- **TEXT PROVIDED**

Robert Jackson, the faculty sponsor of Forensics, said, “it is similar to a track meet, where everybody competes individually but we all have the same team spirit.” The members compete in competitions like one-on-one debates, interpretation, and congressional debate. “It is all relying on your skill with your voice, face, or postures,” stated Jackson. With congressional debate, students discuss real-life laws that they believe should or should not exist. Interpretation is similar to acting, but they do not receive costumes or props to back their point.

Connor Tyree has been a part of Debate since middle school, where he saw a poster about the team and decided to join. “I am looking forward to gaining more experience and going against more difficult opponents, I’m excited to have harder competition,” said Tyree. Maddie Fink was excited to compete and gain more experience within Forensics, along with getting feedback from judges. Fink has also been in Debate since middle school, taking the opportunity to go to a meeting, and from there, she found it quite fun. “What really motivates me to do my best is my team,” said Fink.

Tyree finished fourth in a field of about sixty-five students as a result of a tie, as four other students were 4-0 in debate. Melanie Smith finished first in the Congress Chamber, being in the top three of that field, out of 105 students. Olivia Wang placed second in all three of her rounds, but sadly a rare tie breaker kept her from the final one. Ethan Sherman was also kept from the final round because of a tiebreaker, although he placed second in almost all of his rooms. Josh Mayer and Noah Chavez both finished first in round one competitions but did not break into finals. Chavez, Mayer, and Sherman placed in the top twenty out of sixty-two students during the Extemporaneous Speaking event.

Congratulations to the Forensics team for their strong showing at the Lobo Howl. Good luck at your next debate, Sabercats.

- **EXTRACTED INFORMATION**
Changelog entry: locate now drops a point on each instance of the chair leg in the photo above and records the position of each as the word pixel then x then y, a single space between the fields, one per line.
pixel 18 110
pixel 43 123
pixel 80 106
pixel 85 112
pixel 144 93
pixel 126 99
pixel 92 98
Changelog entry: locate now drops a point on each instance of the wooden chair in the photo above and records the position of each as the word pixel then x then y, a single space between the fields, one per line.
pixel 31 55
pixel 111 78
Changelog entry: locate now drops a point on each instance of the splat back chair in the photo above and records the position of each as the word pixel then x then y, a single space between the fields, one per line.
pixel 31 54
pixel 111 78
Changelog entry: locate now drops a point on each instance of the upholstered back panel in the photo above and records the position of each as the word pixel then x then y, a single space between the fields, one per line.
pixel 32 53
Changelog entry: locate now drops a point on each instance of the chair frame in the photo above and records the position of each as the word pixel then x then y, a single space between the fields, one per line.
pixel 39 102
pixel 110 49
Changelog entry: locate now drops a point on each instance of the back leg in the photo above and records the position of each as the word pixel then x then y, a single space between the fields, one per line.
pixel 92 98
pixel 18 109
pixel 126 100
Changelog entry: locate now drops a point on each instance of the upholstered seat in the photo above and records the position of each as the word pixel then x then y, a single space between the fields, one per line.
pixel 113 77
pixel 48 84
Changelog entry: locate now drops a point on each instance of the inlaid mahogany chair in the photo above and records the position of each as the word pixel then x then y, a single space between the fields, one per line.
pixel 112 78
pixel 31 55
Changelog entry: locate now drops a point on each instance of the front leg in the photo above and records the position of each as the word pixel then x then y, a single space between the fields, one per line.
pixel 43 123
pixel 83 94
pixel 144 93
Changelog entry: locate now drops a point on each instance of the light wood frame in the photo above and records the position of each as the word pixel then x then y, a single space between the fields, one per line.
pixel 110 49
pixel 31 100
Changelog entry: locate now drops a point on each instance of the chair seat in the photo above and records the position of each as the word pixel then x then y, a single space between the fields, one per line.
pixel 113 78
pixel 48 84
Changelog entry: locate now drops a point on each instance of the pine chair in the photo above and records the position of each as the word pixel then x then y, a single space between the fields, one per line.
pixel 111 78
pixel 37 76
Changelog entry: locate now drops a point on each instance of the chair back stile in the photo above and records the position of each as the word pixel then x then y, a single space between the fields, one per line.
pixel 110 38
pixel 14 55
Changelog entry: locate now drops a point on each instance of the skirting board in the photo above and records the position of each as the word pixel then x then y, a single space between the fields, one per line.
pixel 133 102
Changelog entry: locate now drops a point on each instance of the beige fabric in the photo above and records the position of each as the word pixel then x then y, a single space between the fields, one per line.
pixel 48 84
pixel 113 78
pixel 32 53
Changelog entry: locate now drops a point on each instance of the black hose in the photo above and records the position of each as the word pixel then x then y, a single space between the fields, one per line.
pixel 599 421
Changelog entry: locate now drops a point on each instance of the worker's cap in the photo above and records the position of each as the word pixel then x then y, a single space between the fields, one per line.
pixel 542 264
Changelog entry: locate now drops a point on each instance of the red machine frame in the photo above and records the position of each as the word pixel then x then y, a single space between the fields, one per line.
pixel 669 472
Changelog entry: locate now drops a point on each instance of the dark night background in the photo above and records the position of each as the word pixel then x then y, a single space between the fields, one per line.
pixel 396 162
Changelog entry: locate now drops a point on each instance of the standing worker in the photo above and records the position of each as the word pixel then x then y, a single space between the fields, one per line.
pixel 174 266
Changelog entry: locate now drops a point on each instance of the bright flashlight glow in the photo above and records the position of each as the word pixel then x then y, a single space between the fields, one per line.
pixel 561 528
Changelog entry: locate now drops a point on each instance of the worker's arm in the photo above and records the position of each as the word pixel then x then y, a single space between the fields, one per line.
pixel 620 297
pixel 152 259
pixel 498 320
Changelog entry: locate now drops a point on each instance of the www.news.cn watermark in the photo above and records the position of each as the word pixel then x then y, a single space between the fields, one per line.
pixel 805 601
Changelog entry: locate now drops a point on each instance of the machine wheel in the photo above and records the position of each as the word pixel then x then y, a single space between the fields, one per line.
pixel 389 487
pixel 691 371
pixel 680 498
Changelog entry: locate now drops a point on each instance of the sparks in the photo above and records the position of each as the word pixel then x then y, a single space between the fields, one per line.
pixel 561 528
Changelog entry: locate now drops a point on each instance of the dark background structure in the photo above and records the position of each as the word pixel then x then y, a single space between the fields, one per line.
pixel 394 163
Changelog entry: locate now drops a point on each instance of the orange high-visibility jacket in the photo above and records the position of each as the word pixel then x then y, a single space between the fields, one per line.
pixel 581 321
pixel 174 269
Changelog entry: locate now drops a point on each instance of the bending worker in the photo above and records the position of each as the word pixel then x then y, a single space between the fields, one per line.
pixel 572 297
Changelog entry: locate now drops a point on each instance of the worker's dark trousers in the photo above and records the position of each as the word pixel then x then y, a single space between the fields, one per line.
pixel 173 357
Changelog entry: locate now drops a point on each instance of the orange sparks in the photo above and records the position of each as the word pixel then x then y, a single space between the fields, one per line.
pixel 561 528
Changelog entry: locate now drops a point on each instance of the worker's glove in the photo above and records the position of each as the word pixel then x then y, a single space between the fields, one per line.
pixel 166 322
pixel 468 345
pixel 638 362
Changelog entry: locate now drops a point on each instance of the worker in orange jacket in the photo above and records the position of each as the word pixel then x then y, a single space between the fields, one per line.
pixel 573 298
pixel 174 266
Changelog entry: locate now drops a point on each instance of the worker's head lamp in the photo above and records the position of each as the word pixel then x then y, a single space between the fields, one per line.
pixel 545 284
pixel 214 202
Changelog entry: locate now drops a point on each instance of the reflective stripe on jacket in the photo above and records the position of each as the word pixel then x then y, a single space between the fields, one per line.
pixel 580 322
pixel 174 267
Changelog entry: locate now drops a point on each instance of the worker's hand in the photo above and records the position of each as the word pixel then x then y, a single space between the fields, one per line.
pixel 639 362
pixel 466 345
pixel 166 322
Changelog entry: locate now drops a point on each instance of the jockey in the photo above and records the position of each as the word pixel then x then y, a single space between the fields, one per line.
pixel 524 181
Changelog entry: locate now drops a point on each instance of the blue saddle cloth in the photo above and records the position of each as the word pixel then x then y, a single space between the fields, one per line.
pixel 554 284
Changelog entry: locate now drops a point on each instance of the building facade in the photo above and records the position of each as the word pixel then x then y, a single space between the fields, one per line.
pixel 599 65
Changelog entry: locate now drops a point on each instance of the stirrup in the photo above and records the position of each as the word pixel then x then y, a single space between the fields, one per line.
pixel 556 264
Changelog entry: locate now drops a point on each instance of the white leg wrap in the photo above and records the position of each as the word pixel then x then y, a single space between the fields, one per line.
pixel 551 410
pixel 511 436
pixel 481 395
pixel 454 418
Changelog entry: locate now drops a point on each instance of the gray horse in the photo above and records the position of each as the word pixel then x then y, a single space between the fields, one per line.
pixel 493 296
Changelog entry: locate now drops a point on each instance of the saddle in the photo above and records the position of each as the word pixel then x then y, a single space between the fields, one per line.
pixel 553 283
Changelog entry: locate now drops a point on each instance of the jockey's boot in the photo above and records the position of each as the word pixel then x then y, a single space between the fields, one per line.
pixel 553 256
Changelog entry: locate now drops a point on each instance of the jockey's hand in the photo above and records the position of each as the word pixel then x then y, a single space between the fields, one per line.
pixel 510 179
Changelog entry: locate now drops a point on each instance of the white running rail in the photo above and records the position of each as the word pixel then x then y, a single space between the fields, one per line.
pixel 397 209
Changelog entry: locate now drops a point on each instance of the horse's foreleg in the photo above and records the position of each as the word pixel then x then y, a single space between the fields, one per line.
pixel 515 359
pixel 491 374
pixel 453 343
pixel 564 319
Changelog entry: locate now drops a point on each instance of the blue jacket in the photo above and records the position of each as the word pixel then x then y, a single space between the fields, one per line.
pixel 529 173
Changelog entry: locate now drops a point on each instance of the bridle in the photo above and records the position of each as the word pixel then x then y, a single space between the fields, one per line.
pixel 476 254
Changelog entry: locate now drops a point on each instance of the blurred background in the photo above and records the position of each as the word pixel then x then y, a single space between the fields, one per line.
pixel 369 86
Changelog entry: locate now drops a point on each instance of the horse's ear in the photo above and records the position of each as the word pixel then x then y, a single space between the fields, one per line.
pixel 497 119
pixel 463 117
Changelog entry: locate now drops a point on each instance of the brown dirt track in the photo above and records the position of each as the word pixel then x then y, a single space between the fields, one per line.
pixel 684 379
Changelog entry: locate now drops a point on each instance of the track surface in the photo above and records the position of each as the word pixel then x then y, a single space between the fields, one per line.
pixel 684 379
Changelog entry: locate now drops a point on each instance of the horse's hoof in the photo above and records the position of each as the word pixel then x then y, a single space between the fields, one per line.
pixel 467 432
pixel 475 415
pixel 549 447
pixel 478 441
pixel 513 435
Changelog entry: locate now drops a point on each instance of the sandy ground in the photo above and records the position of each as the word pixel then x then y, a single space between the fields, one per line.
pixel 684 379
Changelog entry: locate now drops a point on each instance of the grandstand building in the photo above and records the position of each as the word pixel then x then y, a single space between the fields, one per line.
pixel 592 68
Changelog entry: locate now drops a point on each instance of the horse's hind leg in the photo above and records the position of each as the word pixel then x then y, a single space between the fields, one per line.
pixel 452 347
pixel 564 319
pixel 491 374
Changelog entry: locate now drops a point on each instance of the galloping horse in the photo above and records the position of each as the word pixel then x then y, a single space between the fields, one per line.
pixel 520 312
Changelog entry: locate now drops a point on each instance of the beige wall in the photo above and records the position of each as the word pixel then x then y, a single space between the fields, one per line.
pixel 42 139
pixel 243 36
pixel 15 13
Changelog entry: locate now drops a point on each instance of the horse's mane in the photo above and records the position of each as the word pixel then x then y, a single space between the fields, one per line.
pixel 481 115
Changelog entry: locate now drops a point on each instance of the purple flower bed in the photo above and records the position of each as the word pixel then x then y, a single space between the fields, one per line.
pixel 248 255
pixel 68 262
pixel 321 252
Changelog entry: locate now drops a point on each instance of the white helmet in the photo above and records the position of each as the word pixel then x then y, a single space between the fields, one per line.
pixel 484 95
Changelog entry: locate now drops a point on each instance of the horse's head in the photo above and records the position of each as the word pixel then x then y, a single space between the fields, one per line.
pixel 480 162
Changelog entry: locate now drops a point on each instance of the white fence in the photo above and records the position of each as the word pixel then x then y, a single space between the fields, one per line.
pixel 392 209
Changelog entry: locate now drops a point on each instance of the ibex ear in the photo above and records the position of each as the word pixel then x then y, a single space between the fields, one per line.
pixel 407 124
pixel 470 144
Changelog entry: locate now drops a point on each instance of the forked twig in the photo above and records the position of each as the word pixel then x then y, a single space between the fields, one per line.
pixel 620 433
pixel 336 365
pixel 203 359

- **OBJECTIVES**
• 1. In the Forensics article, who is the faculty sponsor of Forensics?
• 2. List every student named in the Forensics article.
• 3. Summarize the Forensics article in two sentences.

- **EXERCISE RESPONSES**
• 1. Robert Jackson

• 2. Connor Tyree, Maddie Fink, Melanie Smith, Olivia Wang, Ethan Sherman, Josh Mayer, Noah Chavez

• 3. Forensics, sponsored by Robert Jackson, has members compete individually in events such as one-on-one debates, interpretation, and congressional debate, and members Connor Tyree and Maddie Fink look forward to gaining more experience. Tyree finished fourth, Melanie Smith finished first in the Congress Chamber, and tiebreakers kept Olivia Wang and Ethan Sherman from the final round, as the article congratulates the team on its strong showing at the Lobo Howl.